REQUIRED ACTION: Can you reproduce everything from the start of the records down to the line containing "positive clicks: (146, 229)", including that line?

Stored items
---+---

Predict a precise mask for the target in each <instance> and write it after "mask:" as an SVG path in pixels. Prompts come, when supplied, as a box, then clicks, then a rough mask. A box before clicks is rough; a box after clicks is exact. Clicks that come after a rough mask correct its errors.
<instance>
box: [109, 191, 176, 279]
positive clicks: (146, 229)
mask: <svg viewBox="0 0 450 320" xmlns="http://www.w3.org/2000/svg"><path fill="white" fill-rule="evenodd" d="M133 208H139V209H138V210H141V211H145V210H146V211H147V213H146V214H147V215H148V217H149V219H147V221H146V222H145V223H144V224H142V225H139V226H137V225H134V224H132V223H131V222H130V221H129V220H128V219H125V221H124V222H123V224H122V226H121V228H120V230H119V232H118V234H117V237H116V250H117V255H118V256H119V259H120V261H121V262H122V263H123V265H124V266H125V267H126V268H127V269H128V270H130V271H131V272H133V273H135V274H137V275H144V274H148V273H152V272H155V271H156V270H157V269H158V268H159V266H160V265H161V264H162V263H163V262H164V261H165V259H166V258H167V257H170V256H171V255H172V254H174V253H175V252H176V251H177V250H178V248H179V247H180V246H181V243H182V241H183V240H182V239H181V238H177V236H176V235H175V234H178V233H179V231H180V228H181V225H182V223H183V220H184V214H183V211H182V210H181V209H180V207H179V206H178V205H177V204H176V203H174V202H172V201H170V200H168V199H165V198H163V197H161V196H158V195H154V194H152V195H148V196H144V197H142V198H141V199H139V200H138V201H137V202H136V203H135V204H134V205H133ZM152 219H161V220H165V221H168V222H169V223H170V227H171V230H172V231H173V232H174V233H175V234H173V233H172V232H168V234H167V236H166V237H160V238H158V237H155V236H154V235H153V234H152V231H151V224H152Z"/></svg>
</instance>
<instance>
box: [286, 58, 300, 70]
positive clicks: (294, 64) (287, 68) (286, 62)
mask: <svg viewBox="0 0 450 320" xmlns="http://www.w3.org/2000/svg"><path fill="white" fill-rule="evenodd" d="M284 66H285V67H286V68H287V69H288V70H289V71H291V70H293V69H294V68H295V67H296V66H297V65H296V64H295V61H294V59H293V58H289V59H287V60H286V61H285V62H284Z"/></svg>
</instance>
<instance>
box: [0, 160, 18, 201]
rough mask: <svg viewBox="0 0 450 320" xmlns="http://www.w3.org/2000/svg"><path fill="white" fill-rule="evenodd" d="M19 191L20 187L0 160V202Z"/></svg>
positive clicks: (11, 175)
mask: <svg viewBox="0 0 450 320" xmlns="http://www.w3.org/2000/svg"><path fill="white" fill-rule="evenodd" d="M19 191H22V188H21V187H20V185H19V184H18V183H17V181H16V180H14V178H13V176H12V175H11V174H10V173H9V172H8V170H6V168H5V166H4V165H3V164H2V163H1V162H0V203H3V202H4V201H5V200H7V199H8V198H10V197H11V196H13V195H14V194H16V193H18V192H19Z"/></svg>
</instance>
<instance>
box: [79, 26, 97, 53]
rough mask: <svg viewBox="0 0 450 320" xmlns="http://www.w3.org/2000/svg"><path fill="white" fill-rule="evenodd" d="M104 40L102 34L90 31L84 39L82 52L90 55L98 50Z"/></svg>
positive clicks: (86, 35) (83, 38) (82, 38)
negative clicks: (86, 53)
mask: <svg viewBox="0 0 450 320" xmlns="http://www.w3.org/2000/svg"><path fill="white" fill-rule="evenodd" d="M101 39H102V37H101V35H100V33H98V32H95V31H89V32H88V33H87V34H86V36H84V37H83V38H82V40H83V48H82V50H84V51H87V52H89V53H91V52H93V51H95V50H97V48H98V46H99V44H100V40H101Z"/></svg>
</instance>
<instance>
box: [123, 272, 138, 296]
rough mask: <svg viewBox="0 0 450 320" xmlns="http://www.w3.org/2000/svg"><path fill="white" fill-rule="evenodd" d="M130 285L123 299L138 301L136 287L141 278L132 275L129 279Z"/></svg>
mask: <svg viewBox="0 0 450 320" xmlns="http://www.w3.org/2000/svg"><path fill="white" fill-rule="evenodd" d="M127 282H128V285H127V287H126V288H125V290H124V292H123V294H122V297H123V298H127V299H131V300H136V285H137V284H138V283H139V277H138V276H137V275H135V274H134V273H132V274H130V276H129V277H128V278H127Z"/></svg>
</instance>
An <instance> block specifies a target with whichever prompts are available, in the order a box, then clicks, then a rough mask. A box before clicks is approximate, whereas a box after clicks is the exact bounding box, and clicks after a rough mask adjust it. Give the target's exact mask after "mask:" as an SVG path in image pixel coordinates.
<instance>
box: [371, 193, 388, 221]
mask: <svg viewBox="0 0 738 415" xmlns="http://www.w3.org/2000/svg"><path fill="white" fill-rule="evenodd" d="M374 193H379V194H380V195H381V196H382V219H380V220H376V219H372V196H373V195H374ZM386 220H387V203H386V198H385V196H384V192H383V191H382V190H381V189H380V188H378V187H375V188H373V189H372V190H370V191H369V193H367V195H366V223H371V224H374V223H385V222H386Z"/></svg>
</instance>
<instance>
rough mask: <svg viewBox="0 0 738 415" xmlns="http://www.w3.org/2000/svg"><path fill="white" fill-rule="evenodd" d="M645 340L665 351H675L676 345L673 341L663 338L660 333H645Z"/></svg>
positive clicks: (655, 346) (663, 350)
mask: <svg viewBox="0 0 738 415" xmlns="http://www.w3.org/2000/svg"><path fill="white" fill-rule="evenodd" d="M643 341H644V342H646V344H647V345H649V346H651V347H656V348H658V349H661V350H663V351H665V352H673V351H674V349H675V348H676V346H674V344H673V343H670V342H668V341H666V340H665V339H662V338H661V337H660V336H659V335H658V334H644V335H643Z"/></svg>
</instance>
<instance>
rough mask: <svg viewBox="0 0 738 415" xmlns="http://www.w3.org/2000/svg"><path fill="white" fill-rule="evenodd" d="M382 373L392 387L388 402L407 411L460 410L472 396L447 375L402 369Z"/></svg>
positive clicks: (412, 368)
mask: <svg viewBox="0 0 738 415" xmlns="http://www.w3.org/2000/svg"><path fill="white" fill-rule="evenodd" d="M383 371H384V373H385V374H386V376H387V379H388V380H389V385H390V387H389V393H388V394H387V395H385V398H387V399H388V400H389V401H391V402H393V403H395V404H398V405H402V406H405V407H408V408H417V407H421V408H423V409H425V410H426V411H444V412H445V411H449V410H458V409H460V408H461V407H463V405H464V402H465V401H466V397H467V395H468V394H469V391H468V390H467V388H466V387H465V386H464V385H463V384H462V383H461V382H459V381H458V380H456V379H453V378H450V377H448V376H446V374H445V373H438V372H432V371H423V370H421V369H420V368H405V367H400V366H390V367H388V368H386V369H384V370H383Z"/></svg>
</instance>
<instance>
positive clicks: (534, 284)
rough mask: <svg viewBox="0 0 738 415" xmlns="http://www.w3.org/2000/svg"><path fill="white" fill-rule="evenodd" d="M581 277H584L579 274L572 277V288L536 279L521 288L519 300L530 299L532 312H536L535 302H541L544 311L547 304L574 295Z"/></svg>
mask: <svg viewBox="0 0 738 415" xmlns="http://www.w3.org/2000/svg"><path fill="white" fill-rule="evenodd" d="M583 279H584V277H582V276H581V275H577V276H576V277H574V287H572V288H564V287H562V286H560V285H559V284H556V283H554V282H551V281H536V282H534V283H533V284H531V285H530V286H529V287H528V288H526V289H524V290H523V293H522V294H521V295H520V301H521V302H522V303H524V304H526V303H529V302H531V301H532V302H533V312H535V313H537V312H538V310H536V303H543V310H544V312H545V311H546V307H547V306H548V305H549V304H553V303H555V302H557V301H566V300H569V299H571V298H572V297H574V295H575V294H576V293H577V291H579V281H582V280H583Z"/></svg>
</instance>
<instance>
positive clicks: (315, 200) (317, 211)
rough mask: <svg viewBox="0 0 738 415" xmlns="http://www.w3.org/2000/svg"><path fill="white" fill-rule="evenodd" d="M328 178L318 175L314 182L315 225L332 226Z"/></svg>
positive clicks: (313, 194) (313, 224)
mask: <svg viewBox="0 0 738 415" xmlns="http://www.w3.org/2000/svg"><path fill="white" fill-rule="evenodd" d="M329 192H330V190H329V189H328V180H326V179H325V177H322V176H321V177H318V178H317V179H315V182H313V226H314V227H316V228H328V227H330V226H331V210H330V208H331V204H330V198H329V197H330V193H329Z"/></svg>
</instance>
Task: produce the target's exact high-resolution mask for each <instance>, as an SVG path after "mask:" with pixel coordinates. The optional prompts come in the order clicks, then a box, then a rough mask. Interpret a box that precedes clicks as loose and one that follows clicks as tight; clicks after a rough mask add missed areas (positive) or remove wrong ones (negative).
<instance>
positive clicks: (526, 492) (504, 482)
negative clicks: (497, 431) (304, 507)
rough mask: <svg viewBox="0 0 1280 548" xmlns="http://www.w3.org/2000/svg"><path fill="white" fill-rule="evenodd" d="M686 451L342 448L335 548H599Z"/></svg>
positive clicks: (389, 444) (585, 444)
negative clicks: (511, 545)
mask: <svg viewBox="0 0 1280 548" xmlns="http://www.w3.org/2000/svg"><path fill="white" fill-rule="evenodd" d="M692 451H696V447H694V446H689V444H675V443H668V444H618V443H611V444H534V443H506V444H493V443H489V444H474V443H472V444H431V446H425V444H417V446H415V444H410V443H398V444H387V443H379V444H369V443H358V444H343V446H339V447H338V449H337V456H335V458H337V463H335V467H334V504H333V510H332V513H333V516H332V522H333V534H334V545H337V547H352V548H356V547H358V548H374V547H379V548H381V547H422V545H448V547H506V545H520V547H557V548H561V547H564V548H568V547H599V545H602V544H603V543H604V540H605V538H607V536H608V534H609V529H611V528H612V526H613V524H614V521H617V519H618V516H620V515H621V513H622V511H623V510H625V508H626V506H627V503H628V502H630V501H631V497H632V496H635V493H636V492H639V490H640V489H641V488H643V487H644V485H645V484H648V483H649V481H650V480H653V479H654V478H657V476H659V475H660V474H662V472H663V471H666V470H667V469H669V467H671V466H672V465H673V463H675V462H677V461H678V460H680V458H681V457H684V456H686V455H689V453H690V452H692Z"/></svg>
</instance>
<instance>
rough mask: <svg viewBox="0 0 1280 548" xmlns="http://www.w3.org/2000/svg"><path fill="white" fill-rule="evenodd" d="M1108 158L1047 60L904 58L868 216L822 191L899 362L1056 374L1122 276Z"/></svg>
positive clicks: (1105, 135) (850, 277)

---+---

SOLUTION FOR THIS PROBLEM:
Predict a precise mask for the target in each <instance> and write it after "mask:" as an SVG path in pixels. Prompts come, when supplied, as a box, then clicks, then a rough mask. A box before clicks is rough; a box after clicks is exact. Clicks that come after a rough mask correct its errors.
<instance>
box: [109, 191, 176, 279]
positive clicks: (146, 229)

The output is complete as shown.